[The exercise] Copy every line of the records below word for word, omitting the pictures.

Detection annotation records:

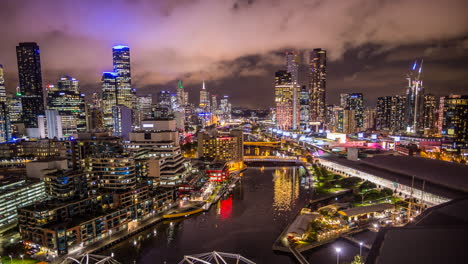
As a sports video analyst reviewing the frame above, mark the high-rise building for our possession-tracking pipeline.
[197,131,244,162]
[16,42,44,128]
[0,64,6,103]
[102,72,118,130]
[46,110,63,139]
[341,93,364,130]
[405,61,424,133]
[299,85,310,129]
[112,105,132,139]
[112,45,135,109]
[376,95,406,132]
[423,94,438,134]
[177,80,188,107]
[275,71,292,85]
[286,51,300,84]
[47,76,86,136]
[275,84,300,130]
[219,95,231,121]
[199,81,211,112]
[211,94,218,113]
[309,49,327,123]
[362,108,377,130]
[439,95,468,146]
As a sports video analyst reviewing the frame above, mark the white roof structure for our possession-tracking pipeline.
[179,251,255,264]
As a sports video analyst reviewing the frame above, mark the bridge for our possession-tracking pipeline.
[244,156,307,163]
[244,141,281,148]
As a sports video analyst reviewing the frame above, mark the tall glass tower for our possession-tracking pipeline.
[309,49,327,123]
[112,45,135,109]
[16,42,45,128]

[Correct result]
As a sports video analyst reviewing the frame above, mark the high-rise building for our possession-tracking pipeline.
[197,131,244,162]
[16,42,44,128]
[0,64,6,103]
[102,72,118,130]
[46,110,63,139]
[341,93,364,130]
[405,61,424,133]
[299,85,310,129]
[112,105,132,139]
[112,45,135,109]
[376,95,406,132]
[423,94,438,134]
[177,80,188,107]
[275,71,292,85]
[286,51,300,84]
[47,76,86,136]
[275,84,300,130]
[219,95,231,121]
[199,81,211,112]
[211,94,218,113]
[309,49,327,123]
[362,108,377,130]
[439,95,468,146]
As a sports video analyst reviewing the frame above, mark the white roof structure for our possession-tracking pipeline.
[179,251,255,264]
As a sports video analyst reviewing the frame above, mark the bridge for our possession-tracking pipeline.
[244,156,307,163]
[244,141,281,148]
As a sports video analyst reviewing the frame above, mark the tall glass tower for our possession-tracking pipeline.
[309,49,327,123]
[112,45,135,109]
[16,42,45,128]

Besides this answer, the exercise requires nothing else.